How to complete this task |
The word "ledge" occurs in some of the lines below; copy each of those lines.

Provided data |

════════════════════

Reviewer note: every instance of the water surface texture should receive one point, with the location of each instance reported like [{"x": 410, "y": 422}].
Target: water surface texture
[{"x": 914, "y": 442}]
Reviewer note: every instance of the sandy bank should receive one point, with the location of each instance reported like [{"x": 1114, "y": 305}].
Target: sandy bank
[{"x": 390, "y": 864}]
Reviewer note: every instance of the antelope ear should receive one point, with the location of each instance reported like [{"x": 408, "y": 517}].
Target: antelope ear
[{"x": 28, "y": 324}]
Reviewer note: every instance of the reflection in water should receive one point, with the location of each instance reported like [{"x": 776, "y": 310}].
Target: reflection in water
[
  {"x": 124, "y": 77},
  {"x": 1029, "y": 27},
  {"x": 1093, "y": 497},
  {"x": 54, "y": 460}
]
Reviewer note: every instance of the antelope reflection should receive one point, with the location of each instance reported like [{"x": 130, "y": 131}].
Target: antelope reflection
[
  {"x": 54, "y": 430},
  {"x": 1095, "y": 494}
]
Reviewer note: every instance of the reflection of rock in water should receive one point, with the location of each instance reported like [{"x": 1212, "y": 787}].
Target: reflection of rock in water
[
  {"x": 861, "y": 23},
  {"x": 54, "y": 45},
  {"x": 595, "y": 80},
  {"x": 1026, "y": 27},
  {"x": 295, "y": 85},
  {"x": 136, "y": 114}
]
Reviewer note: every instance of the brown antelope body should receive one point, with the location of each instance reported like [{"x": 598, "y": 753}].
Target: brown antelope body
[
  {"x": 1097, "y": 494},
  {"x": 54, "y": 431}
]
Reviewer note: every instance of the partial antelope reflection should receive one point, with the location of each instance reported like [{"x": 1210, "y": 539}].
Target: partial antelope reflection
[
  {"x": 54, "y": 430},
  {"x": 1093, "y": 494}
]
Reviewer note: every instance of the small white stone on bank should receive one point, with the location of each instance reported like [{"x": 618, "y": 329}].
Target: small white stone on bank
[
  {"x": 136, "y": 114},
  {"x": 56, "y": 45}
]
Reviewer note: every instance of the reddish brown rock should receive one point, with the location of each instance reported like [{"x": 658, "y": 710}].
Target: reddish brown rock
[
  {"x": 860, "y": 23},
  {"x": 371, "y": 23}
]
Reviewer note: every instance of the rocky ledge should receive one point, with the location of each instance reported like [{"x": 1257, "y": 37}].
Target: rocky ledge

════════════════════

Answer space |
Reviewer note: every instance of the rocky ledge should receive one point, with the location of each instance reported like [{"x": 1257, "y": 37}].
Target: rocky ledge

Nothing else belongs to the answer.